[Opening Exercise data section]

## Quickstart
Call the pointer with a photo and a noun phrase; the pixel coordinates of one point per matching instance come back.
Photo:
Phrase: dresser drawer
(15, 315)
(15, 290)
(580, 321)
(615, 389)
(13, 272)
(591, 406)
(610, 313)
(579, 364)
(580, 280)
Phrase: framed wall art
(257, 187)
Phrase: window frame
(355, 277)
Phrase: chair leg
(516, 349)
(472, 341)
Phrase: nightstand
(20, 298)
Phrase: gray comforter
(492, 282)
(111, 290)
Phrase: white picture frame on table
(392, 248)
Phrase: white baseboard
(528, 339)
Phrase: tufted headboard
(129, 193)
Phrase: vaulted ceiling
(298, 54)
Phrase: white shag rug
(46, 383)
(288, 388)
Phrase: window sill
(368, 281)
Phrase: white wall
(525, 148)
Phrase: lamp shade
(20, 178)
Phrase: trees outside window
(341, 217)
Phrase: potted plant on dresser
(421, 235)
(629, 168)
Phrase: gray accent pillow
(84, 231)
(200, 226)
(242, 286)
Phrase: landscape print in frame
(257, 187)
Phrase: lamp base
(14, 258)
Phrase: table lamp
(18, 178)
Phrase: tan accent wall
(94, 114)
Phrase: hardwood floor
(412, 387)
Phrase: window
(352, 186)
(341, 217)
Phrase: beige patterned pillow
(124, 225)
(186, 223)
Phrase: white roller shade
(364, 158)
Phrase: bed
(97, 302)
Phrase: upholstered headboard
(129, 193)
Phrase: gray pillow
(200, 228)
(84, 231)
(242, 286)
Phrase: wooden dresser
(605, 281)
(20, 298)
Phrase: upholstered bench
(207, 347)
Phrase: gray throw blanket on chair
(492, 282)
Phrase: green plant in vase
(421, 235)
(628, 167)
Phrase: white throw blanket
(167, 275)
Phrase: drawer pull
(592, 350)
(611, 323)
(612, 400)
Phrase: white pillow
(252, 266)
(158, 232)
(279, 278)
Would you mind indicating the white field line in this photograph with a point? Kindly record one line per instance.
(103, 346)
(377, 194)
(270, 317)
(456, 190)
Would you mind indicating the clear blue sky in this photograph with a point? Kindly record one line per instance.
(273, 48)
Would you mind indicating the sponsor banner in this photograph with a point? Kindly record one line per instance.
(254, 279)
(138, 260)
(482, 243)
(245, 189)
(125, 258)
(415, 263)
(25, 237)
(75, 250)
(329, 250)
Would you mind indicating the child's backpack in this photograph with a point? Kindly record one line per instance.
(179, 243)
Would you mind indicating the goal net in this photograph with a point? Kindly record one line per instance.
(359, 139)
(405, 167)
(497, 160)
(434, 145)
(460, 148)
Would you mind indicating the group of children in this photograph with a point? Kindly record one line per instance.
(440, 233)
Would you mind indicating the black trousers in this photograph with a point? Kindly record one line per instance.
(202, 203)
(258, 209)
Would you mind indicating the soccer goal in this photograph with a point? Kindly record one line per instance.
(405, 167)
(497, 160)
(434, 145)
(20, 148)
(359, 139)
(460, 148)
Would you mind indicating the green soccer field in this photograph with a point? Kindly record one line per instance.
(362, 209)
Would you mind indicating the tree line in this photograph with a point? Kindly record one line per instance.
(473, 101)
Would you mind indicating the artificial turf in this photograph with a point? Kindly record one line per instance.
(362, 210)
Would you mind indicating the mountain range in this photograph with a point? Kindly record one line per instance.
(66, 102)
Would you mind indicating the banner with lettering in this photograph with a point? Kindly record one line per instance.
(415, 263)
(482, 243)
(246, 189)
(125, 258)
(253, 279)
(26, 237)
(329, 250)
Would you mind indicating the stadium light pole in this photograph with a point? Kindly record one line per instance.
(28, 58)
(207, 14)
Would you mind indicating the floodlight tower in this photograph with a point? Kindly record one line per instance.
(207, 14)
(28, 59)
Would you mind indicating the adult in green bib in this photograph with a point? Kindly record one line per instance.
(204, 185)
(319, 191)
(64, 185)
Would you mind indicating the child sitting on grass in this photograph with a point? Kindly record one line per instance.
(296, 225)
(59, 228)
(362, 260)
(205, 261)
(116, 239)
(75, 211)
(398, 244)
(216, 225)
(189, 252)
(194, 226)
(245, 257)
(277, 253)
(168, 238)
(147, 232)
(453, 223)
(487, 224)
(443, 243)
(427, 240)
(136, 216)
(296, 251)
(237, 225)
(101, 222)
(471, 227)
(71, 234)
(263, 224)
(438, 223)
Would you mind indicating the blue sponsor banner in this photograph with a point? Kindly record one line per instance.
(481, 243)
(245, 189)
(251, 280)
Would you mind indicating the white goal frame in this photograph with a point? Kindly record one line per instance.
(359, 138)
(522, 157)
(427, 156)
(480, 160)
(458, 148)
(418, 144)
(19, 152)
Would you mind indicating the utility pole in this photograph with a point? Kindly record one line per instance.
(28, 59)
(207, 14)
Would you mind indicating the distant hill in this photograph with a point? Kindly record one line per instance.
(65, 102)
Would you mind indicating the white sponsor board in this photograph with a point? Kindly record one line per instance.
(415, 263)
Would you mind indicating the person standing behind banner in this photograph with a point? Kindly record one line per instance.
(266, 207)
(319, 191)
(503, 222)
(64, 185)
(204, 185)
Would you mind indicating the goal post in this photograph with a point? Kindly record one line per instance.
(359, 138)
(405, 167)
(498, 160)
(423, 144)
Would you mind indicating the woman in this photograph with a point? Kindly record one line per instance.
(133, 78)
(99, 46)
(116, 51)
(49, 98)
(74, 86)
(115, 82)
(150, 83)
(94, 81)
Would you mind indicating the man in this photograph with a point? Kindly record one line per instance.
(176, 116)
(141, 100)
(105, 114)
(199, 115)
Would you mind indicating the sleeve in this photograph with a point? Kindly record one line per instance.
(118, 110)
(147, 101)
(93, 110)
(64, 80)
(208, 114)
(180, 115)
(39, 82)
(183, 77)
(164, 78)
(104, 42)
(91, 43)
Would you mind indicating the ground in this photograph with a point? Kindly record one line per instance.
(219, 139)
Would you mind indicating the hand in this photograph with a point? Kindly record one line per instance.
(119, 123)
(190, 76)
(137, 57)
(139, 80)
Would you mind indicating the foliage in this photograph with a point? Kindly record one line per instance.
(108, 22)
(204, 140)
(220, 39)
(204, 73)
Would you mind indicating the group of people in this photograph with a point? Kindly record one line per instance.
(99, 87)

[Closing Exercise data section]

Retype the data precisely.

* [Final answer]
## Quickstart
Call the pointer with a photo and a noun phrase; the pixel coordinates of one point per matching instance come back.
Photo:
Phrase: dresser drawer
(15, 315)
(15, 290)
(580, 321)
(615, 389)
(13, 272)
(591, 406)
(610, 313)
(579, 364)
(580, 280)
Phrase: framed wall art
(257, 187)
Phrase: window frame
(355, 277)
Phrase: chair leg
(516, 349)
(472, 341)
Phrase: nightstand
(20, 298)
Phrase: gray comforter
(492, 282)
(111, 290)
Phrase: white picture frame on table
(392, 248)
Phrase: white baseboard
(528, 339)
Phrase: tufted headboard
(129, 193)
Phrase: vaulted ceiling
(298, 54)
Phrase: white shag rug
(46, 383)
(288, 388)
Phrase: window sill
(368, 281)
Phrase: white wall
(525, 148)
Phrase: lamp shade
(20, 178)
Phrase: trees outside window
(341, 217)
Phrase: potted plant on dresser
(421, 235)
(629, 168)
Phrase: gray accent pillow
(84, 231)
(200, 226)
(242, 286)
Phrase: landscape print in frame
(257, 187)
Phrase: lamp base
(14, 258)
Phrase: table lamp
(18, 178)
Phrase: tan accent wall
(94, 114)
Phrase: hardwood floor
(412, 387)
Phrase: window
(352, 186)
(341, 217)
Phrase: beige patterned pillow
(124, 225)
(186, 223)
Phrase: white roller shade
(364, 158)
Phrase: bed
(97, 302)
Phrase: upholstered headboard
(129, 193)
Phrase: gray pillow
(200, 228)
(84, 231)
(242, 286)
Phrase: wooden dresser
(605, 281)
(20, 298)
Phrase: upholstered bench
(207, 347)
Phrase: gray throw blanket on chair
(492, 282)
Phrase: green plant in vase
(421, 235)
(628, 167)
Phrase: white throw blanket
(167, 275)
Phrase: drawer pull
(592, 350)
(611, 323)
(612, 400)
Phrase: white pillow
(252, 266)
(158, 232)
(279, 278)
Would you mind indicating the white field line in this photograph with a point? Kindly record one line per instance.
(103, 346)
(377, 194)
(270, 317)
(456, 190)
Would you mind indicating the clear blue sky in this photograph with a point? Kindly record one line per instance.
(273, 48)
Would you mind indicating the sponsor banner in this photograph with a point? Kindly record one line per instance.
(254, 279)
(138, 260)
(482, 243)
(245, 189)
(125, 258)
(415, 263)
(25, 237)
(75, 250)
(329, 250)
Would you mind indicating the child's backpack in this photograph with a point? Kindly record one line per instance.
(179, 243)
Would you mind indicating the goal net in this photograph with a point? Kindly record one line per instance.
(359, 139)
(405, 167)
(497, 160)
(434, 145)
(460, 148)
Would you mind indicating the group of children in this photograph with a point? Kindly record one line per instance.
(440, 233)
Would you mind indicating the black trousers in this photograph with a point? Kindly record one line per instance.
(202, 203)
(258, 209)
Would you mind indicating the soccer goal in this photograph with a point? Kindly record one line per instance.
(405, 167)
(497, 160)
(434, 145)
(20, 148)
(359, 139)
(460, 148)
Would you mind indicating the green soccer field in this photograph with a point? Kindly record one line per instance.
(362, 209)
Would you mind indicating the tree line in this photograph with a point? Kindly record one line per instance.
(473, 101)
Would you mind indicating the artificial turf in this photograph with a point? Kindly record one line per instance.
(362, 210)
Would you mind indicating the mountain range in this photograph with a point? Kindly record one line per instance.
(66, 102)
Would you mind indicating the banner with lettering in this photograph with a point? Kindly record one line per instance.
(415, 263)
(482, 243)
(246, 189)
(125, 258)
(253, 279)
(26, 237)
(329, 250)
Would you mind indicating the stadium light pole in this photograph with a point? Kindly record one line per instance.
(28, 58)
(207, 14)
Would you mind indicating the floodlight tower in this photograph with a point? Kindly record one line per instance.
(207, 14)
(28, 59)
Would you mind indicating the adult in green bib in this photograph with a point? Kindly record one line per instance.
(204, 185)
(319, 191)
(64, 185)
Would you mind indicating the child sitting on grass in this photograph with a point? Kindly record one line per instance.
(296, 225)
(59, 228)
(362, 260)
(205, 261)
(116, 239)
(75, 211)
(398, 244)
(216, 225)
(189, 252)
(194, 226)
(245, 257)
(277, 253)
(168, 238)
(147, 232)
(453, 223)
(487, 224)
(443, 243)
(427, 240)
(136, 216)
(296, 251)
(237, 225)
(101, 222)
(471, 227)
(71, 234)
(263, 224)
(438, 223)
Would you mind indicating the blue sponsor banner in this photograph with a point? Kindly record one line per instance.
(481, 243)
(245, 189)
(251, 280)
Would you mind indicating the white goal frame in this photograph with a point? Kindly record one line per instance.
(359, 138)
(522, 157)
(427, 156)
(480, 160)
(458, 148)
(418, 144)
(19, 152)
Would you mind indicating the utility pole in this photograph with a point? Kindly record one line per instance.
(28, 59)
(207, 14)
Would you mind indicating the distant hill in this photograph with a point? Kindly record one line per instance.
(65, 102)
Would you mind indicating the white sponsor board in this photograph with a point? Kindly record one line per instance.
(415, 263)
Would you mind indicating the person standing behind banner in this photograph with a point? Kindly record one line per instance.
(266, 207)
(319, 191)
(503, 222)
(64, 185)
(204, 185)
Would you mind indicating the goal post in this photograph with a point? Kindly record one line per instance.
(359, 138)
(405, 167)
(498, 160)
(423, 144)
Would you mind indicating the woman in this photograph with a point? Kindly record one line per instance.
(133, 78)
(99, 46)
(116, 51)
(49, 98)
(74, 86)
(115, 82)
(150, 83)
(94, 81)
Would you mind indicating the man in this photograph with a point? Kindly record one line per instance.
(176, 116)
(141, 100)
(105, 114)
(199, 115)
Would you mind indicating the sleeve in this photograph with a point? Kindly record one line per instance.
(118, 110)
(147, 101)
(93, 110)
(64, 80)
(208, 114)
(180, 115)
(39, 82)
(183, 77)
(164, 78)
(104, 42)
(91, 43)
Would you mind indicating the ground in this photograph with a point? Kindly record one line per instance.
(219, 139)
Would you mind indicating the hand in this photograph with a point? Kindly record one line per instance.
(119, 123)
(190, 76)
(137, 57)
(139, 80)
Would you mind indicating the foliage in this photograph with a point? Kindly record one line per instance.
(108, 22)
(204, 140)
(220, 39)
(204, 73)
Would you mind indicating the group of people in this photograph with a point? Kindly record one line per instance.
(99, 87)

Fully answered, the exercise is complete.